Quoted text
Materialism has become a rather dirty word, principally through its connection to consumerism. Indeed materialism seems to have become so thoroughly conflated with consumerism as to be wholly indistinguishable. For example, in the study, Changes In Materialism, Changes In Psychological Well-Being: Evidence For Three Longitudinal Studies & An Intervention Experiment, the authors write: “Studies 1, 2, and 3 examined how changes in materialistic aspirations related to changes in well-being, using varying time frames (12 years, 2 years, and 6 months), samples (US young adults and Icelandic adults), and measures of materialism and well-being.”

It would be mistaken to conflate a philosophy of materialism, with mere consumerism as behavioral practice. I am not here suggesting that this is what the authors of the document have done (indeed, it appears as if they are simply using ‘materialism’ as a placeholder for ‘material object; principally, those objects manufactured and distributed in modern western society’), however, at first glance, it is difficult to tell and this is the crux of the problem. When one word is conflated with another, after a sufficient period of usage the two become implicitly associated, regardless of whether they are actually interlaced in any meaningful way. Thus, when one deploys the term ‘consumerism’ one instantly thinks of ‘materialism’ and vice-versa. This, I shall argue, is wholly mistaken; however, before proceeding, let us define our terms.

Challenge 1
List the time frames that the quoted study on materialism and well-being used for Studies 1, 2, and 3, as given in the passage on materialism and consumerism.
Challenge 2
Retype the part of the passage on materialism and consumerism that opens with the words containing "It would be" and closes with "define our terms.".
Challenge 3
Write what comes next in the passage on materialism and consumerism, starting after its final sentence.

Stored data entries
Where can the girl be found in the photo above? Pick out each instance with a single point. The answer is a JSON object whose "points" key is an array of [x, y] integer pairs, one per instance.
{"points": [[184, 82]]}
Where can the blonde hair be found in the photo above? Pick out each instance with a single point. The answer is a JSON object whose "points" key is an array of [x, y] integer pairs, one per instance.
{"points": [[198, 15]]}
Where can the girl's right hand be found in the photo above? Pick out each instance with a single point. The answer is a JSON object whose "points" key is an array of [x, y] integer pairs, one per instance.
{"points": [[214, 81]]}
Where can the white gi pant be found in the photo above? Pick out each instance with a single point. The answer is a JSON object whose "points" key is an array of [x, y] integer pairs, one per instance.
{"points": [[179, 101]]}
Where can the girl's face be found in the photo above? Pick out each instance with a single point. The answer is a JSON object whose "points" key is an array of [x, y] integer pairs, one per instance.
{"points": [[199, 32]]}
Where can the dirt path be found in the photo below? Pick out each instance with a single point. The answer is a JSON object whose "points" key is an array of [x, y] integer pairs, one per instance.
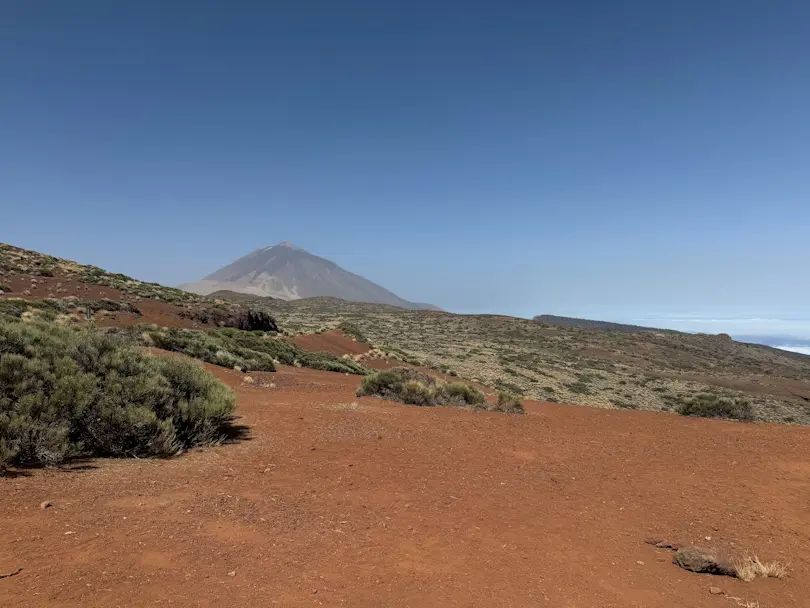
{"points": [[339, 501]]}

Expected output 1
12 years, 2 years, 6 months

Expected output 2
It would be mistaken to conflate a philosophy of materialism, with mere consumerism as behavioral practice. I am not here suggesting that this is what the authors of the document have done (indeed, it appears as if they are simply using ‘materialism’ as a placeholder for ‘material object; principally, those objects manufactured and distributed in modern western society’), however, at first glance, it is difficult to tell and this is the crux of the problem. When one word is conflated with another, after a sufficient period of usage the two become implicitly associated, regardless of whether they are actually interlaced in any meaningful way. Thus, when one deploys the term ‘consumerism’ one instantly thinks of ‘materialism’ and vice-versa. This, I shall argue, is wholly mistaken; however, before proceeding, let us define our terms.

Expected output 3
Consumerism is a term which rose to prominence in the 20th Century with the advent of mass production and denotes a social order wherein goods are purchased and used (‘consumed’) in ever increasing quantities. It has a few other more technical definitions, however, this is generally the explicit meaning of the term when it is negatively deployed (and it is almost always negatively deployed, at least, as of this writing, though positive variations of the term were used, such as by J. S. Bugas who deployed the word to refer to consumer sovereignty). In this negative characterization, consumerism is keeping-up-with-the-Jones or Patrick Batemanism — normative behaviors which privilege non-noetic objects over noetic ones with the exception of the referent consumer (the individual who is consuming the non-noetic objects, who naturally does so, not because they care solely about the objects themselves, but because they gain something from the consumption of those objects).

Materialism, broadly, briskly and vulgarly speaking, is a philosophical position generally characterized by substance monism, which holds that because everything which has been observed is energy and matter, it is rational to conclude everything that exists is (or is likely to be) composed of energy and matter (the same inductive reasoning is at work in expanding the theory of gravity to all places in the universe, even those wholly unobserved). As a school of thought, it has gone through numerous incarnations ranging from Democritus the atomist, to the cosmic mechanists prior to Newton, to the scientistic physicalists of the modern age (such as Hawking, Krauss and Dawkins).

More rigorous, sophisticated and logically defensible forms of ontological naturalism (sometimes referred to as ‘realism’ in contradistinction to ‘idealism’) which have been referred to as various materialisms can be found in the work of such philosophers as Wilfrid Sellars, John McDowell and Jeremy Randel Koons and the neuroscientist, Paul M. Churchland.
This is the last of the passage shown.